■ **Task details**: Your task is to copy the material exactly.

··· Dataset content ···

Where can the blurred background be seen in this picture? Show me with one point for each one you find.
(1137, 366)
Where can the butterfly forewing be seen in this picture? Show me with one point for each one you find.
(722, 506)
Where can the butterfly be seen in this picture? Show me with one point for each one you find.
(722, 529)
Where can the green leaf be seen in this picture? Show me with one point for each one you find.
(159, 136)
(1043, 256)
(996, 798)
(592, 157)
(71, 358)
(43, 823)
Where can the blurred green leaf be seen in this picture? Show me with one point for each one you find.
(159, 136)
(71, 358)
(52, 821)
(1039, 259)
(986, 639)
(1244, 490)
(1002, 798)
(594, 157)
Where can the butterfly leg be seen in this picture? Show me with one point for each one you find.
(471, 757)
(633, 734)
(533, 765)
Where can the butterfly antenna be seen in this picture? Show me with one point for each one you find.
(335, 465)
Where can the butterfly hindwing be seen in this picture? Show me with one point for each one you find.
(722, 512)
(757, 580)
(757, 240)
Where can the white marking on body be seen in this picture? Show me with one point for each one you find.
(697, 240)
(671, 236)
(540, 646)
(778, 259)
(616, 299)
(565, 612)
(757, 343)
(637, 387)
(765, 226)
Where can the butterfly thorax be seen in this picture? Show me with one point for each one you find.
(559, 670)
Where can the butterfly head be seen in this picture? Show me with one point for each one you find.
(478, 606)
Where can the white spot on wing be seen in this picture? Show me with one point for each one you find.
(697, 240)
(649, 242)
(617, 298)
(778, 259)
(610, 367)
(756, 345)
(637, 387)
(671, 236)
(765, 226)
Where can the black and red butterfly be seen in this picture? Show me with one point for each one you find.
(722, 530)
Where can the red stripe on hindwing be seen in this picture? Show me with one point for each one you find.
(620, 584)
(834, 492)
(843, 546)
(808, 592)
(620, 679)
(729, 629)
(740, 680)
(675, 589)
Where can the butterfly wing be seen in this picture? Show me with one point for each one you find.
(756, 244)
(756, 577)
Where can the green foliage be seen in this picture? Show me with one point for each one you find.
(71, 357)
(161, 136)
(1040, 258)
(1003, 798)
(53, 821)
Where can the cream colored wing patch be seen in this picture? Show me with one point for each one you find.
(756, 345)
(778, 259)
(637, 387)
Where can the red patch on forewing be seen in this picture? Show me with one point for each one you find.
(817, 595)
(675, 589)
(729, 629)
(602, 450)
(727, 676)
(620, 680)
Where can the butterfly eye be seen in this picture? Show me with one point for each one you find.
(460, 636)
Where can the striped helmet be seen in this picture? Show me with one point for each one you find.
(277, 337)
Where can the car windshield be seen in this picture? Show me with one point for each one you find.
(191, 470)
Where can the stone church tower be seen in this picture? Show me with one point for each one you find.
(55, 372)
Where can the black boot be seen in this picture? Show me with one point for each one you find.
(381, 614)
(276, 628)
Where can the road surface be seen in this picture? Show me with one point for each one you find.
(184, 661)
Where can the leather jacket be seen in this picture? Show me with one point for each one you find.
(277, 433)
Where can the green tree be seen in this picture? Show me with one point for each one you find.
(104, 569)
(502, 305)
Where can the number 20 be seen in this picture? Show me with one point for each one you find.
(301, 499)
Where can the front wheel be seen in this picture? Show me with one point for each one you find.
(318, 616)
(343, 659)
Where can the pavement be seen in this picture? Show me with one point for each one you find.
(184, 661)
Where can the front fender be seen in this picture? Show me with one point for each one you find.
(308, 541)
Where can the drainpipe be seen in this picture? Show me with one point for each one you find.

···

■ **In response**:
Where can the blurred background be seen in this picture? Show me with one point for each one you find.
(1137, 366)
Where can the butterfly forewing be seen in this picture? Show me with one point for each one you find.
(722, 506)
Where can the butterfly be seen in this picture? Show me with one point for each one you find.
(722, 529)
Where can the green leaf be seen in this picture? Show me with one point for each one you find.
(159, 136)
(1043, 256)
(996, 798)
(592, 157)
(71, 358)
(43, 823)
Where can the blurred green leaf be seen in this picture? Show me with one point for each one you find.
(159, 136)
(71, 358)
(52, 821)
(1039, 259)
(986, 639)
(1244, 490)
(1002, 798)
(594, 157)
Where can the butterfly leg be seen in this picture? Show me with one point for each one you find.
(471, 757)
(633, 734)
(533, 765)
Where can the butterfly antenna be seen in this picture? Show me with one point for each one you find.
(335, 465)
Where can the butterfly hindwing be seen in this picture? Show me with one point for each one you find.
(722, 512)
(757, 580)
(757, 240)
Where can the white marking on body be seen in this picture? Show me with one point for each one you find.
(697, 240)
(671, 236)
(540, 646)
(778, 259)
(616, 299)
(565, 612)
(757, 343)
(637, 387)
(765, 226)
Where can the butterfly thorax be seen in this picture? Show me with one point for each one you find.
(559, 670)
Where can the butterfly head be seen in this picture? Show me with one point for each one you find.
(478, 606)
Where can the white spot on wing be seen in this picture? Show me with one point for each one you find.
(697, 240)
(649, 242)
(617, 298)
(778, 259)
(610, 367)
(756, 345)
(637, 387)
(671, 236)
(765, 226)
Where can the black and red butterfly be seen in this picture? Show me with one point for each one you find.
(722, 530)
Where can the red stripe on hindwing be seen in this picture? Show me with one point for each one you find.
(620, 584)
(834, 492)
(843, 546)
(808, 592)
(620, 679)
(729, 629)
(740, 680)
(675, 589)
Where can the butterfly wing be seen in this picture? Show me with one point for each one you find.
(756, 244)
(756, 577)
Where can the green foliage be seen in this picture? Show me with one point for each one you find.
(71, 357)
(161, 136)
(1040, 258)
(1003, 798)
(53, 821)
Where can the cream colored wing patch be seen in this picture? Show me with one point for each one you find.
(756, 345)
(778, 259)
(637, 387)
Where can the red patch on forewing be seen in this picture? Show me with one point for each one you find.
(817, 595)
(675, 589)
(729, 629)
(602, 450)
(727, 676)
(620, 680)
Where can the butterfly eye be seen in this picture? Show me with one point for each one you find.
(460, 636)
Where can the striped helmet be seen in this picture? Show me with one point for each one you find.
(277, 337)
Where can the car windshield be seen in this picture? Show me with one point for each one you find.
(191, 470)
Where can the stone church tower be seen in this picture? Show me with one point for each one you find.
(55, 372)
Where can the black boot be seen in this picture? Show me with one point for each one you find.
(381, 614)
(276, 628)
Where can the road surface be seen in this picture? Show me with one point for each one you find.
(184, 661)
Where can the leather jacket be seen in this picture? Show me with one point for each one you find.
(277, 433)
Where can the green tree be seen in this picture? Show me with one point for each one you find.
(104, 569)
(502, 305)
Where can the number 20 be seen in this picture? Show me with one point for each one you find.
(301, 499)
Where can the front wheel be seen in this picture? Show me with one point for each one you find.
(318, 616)
(343, 659)
Where can the pavement be seen in this picture? Show me with one point for each one you find.
(184, 661)
Where can the front fender be seen in this picture? Show me with one point for each one you find.
(308, 541)
Where can the drainpipe be seen in this picture? Show me with one point for each one you find.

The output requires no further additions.